● Stated task 1:
In the predictive maintenance passage, who should be consulted to identify other data sources that influence failure patterns?

● Supplied passage:
* * * * *
The common data elements for predictive maintenance problems can be summarized as follows:
It is possible that failure history is contained within maintenance history, either as in the form of special error codes or order dates for spare parts. In those cases, failures can be extracted from the maintenance data. Additionally, different business domains may have a variety of other data sources that influence failure patterns which are not listed here exhaustively. These should be identified by consulting the domain experts when building predictive models.
Some examples of above data elements from use cases are:
Machine conditions and usage: Flight routes and times, sensor data collected from aircraft engines, sensor readings from ATM transactions, train events data, sensor readings from wind turbines, elevators and connected cars.
Machine features: Circuit breaker technical specifications such as voltage levels, geolocation or car features such as make, model, engine size, tire types, production facility etc.
Failure history: fight delay dates, aircraft component failure dates and types, ATM cash withdrawal transaction failures, train/elevator door failures, brake disk replacement order dates, wind turbine failure dates and circuit breaker command failures.
* * * * *
● Stated task 2:
Extract every line of the listing below that contains the string "window", matching case exactly.

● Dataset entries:
* * * * *
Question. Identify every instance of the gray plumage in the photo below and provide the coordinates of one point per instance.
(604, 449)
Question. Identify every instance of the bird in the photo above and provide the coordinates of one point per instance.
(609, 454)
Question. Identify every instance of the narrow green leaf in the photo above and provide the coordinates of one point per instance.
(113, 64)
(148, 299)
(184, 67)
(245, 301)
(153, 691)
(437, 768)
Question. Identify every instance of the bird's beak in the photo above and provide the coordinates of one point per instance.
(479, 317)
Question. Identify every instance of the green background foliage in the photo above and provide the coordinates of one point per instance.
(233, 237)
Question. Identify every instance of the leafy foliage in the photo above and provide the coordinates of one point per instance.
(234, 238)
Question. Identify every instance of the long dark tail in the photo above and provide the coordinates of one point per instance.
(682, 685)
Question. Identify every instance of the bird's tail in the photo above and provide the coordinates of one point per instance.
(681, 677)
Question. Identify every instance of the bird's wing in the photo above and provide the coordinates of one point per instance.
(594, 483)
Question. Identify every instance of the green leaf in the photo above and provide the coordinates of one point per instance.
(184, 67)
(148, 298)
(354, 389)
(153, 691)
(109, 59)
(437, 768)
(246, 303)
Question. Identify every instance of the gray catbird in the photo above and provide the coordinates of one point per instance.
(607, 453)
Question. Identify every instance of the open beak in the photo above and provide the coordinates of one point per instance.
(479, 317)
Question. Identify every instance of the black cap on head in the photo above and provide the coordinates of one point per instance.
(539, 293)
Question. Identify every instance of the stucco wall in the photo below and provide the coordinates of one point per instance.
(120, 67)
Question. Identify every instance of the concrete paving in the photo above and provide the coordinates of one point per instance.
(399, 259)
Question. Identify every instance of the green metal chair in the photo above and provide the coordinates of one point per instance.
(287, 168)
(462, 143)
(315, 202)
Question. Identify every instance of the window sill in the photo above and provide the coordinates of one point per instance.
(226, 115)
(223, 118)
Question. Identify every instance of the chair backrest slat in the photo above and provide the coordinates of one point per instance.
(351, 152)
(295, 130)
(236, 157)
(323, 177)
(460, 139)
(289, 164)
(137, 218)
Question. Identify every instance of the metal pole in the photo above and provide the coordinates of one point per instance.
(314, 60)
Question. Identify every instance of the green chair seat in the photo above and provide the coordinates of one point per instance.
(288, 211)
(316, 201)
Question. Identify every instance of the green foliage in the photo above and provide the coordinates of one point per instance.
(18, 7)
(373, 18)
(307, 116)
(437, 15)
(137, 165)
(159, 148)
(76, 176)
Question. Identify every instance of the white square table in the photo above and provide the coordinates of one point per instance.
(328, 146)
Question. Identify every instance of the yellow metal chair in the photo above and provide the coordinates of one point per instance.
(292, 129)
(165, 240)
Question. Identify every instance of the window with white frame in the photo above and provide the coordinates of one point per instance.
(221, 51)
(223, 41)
* * * * *
● Expected output 1:
Domain experts, when building predictive models.

● Expected output 2:
Question. Identify every instance of the window sill in the photo above and provide the coordinates of one point per instance.
Question. Identify every instance of the window with white frame in the photo above and provide the coordinates of one point per instance.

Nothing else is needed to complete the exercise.